§ Task goal: Your answer must be every record below, written out exactly as it appears.

§ Given records:
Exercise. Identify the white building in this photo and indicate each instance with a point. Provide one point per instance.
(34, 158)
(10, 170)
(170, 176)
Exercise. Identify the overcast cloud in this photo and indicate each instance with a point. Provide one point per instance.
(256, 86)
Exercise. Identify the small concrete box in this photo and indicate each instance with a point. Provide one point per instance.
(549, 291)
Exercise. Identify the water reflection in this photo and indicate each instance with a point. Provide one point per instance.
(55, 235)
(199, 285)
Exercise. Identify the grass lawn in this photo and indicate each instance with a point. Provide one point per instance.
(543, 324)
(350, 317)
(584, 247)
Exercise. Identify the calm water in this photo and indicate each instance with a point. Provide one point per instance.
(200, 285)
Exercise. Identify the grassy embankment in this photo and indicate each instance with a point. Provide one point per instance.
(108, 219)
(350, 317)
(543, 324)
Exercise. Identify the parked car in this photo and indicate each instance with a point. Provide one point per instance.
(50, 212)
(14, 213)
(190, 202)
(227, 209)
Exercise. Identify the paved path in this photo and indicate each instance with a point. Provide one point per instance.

§ Exercise result:
Exercise. Identify the white building in this photo and indicate each instance with a point. Provide one point per instance.
(34, 158)
(10, 170)
(170, 176)
Exercise. Identify the overcast cloud in this photo and indicate each instance with a point. Provide one point per instance.
(256, 86)
Exercise. Identify the small concrete box in this photo and indicate each instance with a point. Provide one point per instance.
(549, 291)
Exercise. Identify the water reflection in this photo and indicate each instance with a point. Provide one point per instance.
(55, 235)
(199, 285)
Exercise. Identify the grass lawn in this photo and indicate each instance with a point. Provide one point per instance.
(543, 324)
(350, 317)
(584, 247)
Exercise. Identify the calm water in this photo and indicate each instance with a point. Provide one point per instance.
(200, 285)
Exercise. Identify the grassy embankment in this photo and indicate each instance with a point. Provide one point per instance.
(108, 219)
(350, 317)
(543, 324)
Exercise. Identify the parked car in this photo and indicate each instance with a point. Provide one point per instance.
(50, 212)
(14, 213)
(190, 202)
(227, 209)
Exercise. Identify the paved path in this photo and indicate each instance with a point. Provide one point per instance.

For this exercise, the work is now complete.